**Selected extract**

Ecsenius lividanalis
- Conservation status: Least Concern (IUCN 3.1)

Scientific classification
- Kingdom: Animalia
- Phylum: Chordata
- Class: Actinopterygii
- Order: Blenniiformes
- Family: Blenniidae
- Genus: Ecsenius
- Species: E. lividanalis
- Binomial name: Ecsenius lividanalis W. M. Chapman & L. P. Schultz, 1952

= Ecsenius lividanalis =

- Authority: W. M. Chapman & L. P. Schultz, 1952
- Conservation status: LC

Species of fish

Ecsenius lividanalis, known commonly as the blue-head combtooth-blenny in Indonesia and also known as the blue-headed combtooth blenny, is a species of combtooth blenny in the genus Ecsenius. It is found in coral reefs throughout the western Pacific ocean. It can reach a maximum length of 5 centimetres. Blennies in this species feed primarily off of plants, including benthic algae and weeds, and are commercial aquarium fish. There are two colour forms of this blenny, both of which have a black spot around the anus. One form has a blue head with a yellow body and iris while the other form is dark, occasionally all yellow, with a bluish-white iris, a yellow back and a yellow caudal fin.

**Tasks to complete**
A) Reproduce the passage of the blenny text from "Ecsenius lividanalis, known" up to and including "yellow caudal fin.".
B) Summarize the blenny text in two sentences.

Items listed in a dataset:
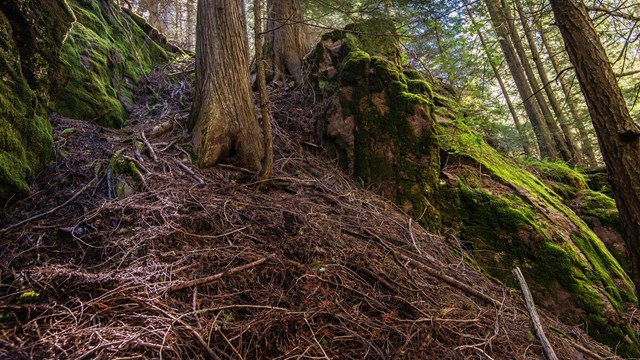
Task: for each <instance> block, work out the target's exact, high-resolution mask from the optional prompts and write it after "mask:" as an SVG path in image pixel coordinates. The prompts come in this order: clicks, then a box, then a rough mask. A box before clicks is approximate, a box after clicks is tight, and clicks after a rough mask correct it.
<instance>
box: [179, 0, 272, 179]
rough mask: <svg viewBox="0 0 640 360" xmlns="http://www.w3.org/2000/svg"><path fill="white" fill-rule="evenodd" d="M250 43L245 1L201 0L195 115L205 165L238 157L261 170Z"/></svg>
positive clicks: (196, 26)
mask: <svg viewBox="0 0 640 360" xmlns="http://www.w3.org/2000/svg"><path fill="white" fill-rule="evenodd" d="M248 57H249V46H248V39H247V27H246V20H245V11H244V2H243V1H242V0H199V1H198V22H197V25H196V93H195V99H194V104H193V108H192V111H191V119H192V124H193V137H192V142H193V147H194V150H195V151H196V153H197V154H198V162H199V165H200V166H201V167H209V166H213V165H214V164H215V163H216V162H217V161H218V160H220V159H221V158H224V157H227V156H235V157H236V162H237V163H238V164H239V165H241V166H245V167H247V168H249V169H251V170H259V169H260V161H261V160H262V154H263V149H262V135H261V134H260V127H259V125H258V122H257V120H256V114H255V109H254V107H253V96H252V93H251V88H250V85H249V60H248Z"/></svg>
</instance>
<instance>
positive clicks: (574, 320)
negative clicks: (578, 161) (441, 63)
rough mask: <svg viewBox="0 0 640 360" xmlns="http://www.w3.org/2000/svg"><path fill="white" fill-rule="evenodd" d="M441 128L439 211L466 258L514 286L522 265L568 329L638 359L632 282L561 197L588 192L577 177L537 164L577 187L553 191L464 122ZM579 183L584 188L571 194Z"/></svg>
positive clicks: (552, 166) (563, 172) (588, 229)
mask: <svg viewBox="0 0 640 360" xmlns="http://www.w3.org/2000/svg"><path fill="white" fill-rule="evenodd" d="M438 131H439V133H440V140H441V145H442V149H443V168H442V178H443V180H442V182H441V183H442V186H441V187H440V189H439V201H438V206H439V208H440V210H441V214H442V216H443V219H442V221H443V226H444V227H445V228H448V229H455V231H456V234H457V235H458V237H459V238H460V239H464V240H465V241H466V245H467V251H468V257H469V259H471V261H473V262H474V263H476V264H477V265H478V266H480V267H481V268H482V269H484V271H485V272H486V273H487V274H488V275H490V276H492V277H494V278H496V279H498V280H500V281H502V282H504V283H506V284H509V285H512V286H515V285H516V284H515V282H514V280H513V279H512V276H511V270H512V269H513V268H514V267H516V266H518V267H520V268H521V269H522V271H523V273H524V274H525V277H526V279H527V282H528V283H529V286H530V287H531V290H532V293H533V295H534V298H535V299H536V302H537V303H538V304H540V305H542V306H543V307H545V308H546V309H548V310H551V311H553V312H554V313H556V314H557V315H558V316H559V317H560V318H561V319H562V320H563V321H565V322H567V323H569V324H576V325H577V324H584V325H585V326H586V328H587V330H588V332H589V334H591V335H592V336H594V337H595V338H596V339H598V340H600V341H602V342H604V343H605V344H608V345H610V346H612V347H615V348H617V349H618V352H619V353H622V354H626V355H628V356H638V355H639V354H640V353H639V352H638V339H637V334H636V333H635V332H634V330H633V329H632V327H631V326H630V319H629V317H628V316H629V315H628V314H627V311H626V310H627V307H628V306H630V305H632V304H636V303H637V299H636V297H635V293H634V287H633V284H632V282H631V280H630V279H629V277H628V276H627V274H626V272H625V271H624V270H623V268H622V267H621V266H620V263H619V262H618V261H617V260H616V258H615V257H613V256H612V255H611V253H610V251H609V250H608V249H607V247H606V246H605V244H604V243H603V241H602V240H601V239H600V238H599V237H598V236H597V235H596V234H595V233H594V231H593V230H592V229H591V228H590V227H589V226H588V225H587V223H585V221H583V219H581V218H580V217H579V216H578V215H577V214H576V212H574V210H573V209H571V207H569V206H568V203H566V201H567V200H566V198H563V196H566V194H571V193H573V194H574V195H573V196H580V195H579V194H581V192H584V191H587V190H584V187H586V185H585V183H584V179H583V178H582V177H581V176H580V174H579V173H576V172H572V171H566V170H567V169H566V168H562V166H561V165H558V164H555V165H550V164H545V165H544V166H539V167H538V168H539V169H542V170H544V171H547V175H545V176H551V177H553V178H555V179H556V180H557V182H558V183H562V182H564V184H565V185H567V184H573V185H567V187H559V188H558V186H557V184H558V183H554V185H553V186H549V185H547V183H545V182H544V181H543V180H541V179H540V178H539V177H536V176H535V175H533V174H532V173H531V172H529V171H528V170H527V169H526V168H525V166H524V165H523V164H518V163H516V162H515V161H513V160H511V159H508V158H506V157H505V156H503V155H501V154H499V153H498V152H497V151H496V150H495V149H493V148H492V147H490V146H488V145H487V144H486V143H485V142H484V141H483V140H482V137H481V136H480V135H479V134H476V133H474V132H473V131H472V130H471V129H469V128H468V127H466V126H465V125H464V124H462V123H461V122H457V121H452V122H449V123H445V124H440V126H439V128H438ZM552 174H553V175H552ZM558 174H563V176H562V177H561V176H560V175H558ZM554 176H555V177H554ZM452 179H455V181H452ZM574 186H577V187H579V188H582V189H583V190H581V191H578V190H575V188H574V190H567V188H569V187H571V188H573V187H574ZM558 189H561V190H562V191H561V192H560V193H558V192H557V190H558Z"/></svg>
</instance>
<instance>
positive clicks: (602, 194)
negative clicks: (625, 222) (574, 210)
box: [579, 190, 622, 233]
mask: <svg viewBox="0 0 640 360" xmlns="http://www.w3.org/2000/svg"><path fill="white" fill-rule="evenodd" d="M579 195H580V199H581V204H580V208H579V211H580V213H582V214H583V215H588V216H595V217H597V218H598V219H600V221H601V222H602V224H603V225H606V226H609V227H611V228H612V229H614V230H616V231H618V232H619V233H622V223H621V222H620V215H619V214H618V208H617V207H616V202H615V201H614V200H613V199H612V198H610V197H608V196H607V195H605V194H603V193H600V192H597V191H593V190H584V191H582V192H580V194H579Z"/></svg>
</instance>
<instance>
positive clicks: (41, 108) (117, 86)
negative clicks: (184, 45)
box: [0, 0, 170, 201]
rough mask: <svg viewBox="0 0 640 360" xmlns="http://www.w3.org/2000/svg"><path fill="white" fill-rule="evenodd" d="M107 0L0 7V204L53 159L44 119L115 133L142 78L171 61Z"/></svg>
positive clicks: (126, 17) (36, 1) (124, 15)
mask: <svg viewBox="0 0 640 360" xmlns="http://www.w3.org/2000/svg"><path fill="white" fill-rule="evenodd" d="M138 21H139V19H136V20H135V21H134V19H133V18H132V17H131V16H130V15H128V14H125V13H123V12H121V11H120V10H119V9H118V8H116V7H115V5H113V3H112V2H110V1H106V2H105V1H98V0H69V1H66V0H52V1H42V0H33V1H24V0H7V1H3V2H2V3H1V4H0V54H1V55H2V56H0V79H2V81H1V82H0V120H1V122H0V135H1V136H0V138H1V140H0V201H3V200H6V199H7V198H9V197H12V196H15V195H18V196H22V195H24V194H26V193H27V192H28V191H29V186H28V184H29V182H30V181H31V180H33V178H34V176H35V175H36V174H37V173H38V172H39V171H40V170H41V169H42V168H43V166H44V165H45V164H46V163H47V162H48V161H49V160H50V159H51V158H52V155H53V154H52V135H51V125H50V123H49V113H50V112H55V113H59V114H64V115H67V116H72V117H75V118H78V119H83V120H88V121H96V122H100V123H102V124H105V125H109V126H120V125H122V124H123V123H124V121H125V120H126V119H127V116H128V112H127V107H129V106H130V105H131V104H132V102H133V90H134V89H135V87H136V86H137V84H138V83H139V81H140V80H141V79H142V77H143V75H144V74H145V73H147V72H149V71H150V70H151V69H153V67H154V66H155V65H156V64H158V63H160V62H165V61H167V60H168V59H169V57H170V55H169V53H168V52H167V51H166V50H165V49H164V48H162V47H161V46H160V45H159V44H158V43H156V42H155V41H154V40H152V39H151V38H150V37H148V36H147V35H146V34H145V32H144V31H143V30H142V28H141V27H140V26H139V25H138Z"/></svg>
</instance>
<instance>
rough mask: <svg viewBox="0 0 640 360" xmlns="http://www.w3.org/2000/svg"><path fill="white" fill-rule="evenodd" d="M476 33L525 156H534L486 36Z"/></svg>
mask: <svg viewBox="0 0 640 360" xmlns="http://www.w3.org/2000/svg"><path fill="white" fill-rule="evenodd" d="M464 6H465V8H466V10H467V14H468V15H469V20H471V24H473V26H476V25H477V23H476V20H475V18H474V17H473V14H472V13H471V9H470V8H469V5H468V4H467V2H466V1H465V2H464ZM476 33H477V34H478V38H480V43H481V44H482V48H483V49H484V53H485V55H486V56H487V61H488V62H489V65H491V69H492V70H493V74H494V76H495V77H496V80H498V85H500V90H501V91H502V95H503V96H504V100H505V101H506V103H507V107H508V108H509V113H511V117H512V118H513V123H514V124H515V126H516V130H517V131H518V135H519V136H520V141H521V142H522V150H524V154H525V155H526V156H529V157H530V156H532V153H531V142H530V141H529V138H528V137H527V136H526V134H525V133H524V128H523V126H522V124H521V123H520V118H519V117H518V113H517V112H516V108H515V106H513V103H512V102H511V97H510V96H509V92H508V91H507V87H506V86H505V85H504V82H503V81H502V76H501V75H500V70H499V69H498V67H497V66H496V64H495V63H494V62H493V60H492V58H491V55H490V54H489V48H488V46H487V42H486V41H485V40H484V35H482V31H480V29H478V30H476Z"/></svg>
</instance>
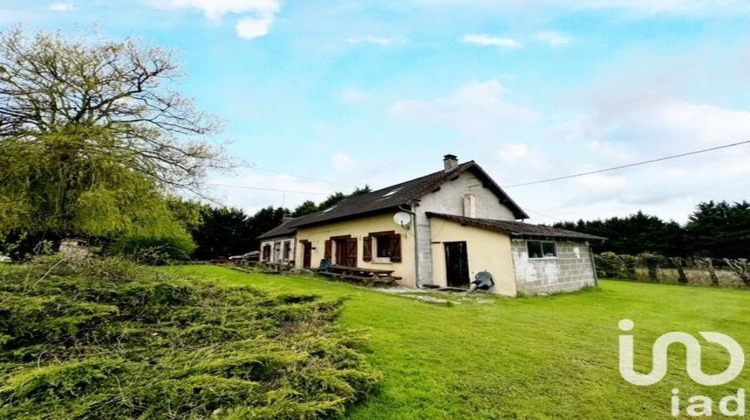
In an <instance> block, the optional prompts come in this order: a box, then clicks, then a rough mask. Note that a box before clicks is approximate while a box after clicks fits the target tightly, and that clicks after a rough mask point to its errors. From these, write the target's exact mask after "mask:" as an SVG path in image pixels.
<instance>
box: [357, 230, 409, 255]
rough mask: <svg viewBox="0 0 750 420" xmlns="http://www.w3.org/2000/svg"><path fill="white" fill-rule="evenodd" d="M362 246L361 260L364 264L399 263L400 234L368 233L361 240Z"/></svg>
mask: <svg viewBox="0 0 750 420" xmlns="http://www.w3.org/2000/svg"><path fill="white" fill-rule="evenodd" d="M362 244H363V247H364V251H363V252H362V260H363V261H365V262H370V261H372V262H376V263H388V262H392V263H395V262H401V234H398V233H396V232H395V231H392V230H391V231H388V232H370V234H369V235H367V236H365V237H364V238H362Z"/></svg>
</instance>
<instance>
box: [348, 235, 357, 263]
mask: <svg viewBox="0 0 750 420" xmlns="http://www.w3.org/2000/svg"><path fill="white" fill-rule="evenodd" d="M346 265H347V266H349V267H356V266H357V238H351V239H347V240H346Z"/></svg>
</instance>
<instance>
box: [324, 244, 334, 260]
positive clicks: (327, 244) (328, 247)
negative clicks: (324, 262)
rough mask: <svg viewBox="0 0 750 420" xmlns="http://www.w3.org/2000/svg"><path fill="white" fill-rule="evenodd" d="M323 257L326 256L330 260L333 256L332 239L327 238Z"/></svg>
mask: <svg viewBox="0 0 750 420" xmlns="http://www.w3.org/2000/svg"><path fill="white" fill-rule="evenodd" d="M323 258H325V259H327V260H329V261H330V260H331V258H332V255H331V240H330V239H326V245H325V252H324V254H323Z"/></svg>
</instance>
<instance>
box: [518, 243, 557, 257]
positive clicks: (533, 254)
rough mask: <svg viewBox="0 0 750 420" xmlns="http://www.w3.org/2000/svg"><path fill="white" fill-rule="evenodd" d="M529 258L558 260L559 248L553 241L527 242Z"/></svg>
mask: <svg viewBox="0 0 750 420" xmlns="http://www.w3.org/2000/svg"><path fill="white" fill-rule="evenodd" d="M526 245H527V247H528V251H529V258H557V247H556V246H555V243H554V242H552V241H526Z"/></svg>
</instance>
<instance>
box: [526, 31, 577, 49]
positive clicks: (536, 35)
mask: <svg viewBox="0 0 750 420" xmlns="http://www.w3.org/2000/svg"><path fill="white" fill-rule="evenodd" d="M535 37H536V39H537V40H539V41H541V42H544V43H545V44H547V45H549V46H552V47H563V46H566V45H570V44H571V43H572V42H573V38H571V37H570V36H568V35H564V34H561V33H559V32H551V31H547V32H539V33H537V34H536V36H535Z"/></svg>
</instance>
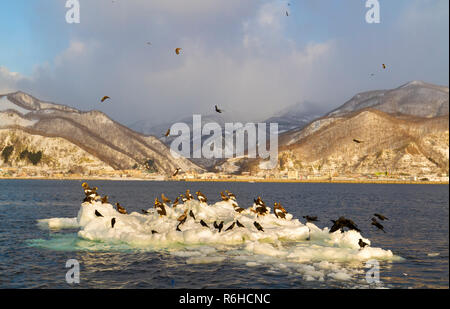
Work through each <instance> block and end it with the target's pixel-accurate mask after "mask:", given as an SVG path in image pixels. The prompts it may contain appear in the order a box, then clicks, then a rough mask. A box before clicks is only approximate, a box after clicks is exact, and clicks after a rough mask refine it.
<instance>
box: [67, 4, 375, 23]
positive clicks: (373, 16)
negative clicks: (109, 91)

**Per-task outputs**
A)
Ecsenius lividanalis, known commonly as the blue-head combtooth-blenny in Indonesia and also known as the blue-headed combtooth blenny, is a species of combtooth blenny in the genus Ecsenius. It is found in coral reefs throughout the western Pacific ocean. It can reach a maximum length of 5 centimetres. Blennies in this species feed primarily off of plants, including benthic algae and weeds, and are commercial aquarium fish. There are two colour forms of this blenny, both of which have a black spot around the anus. One form has a blue head with a yellow body and iris while the other form is dark, occasionally all yellow, with a bluish-white iris, a yellow back and a yellow caudal fin.

B) Ecsenius lividanalis, also called the blue-head or blue-headed combtooth blenny, is a combtooth blenny of the genus Ecsenius that lives on coral reefs across the western Pacific and reaches at most 5 centimetres in length. It feeds mainly on plants such as benthic algae and weeds, is sold as an aquarium fish, and occurs in two colour forms that both have a black spot around the anus.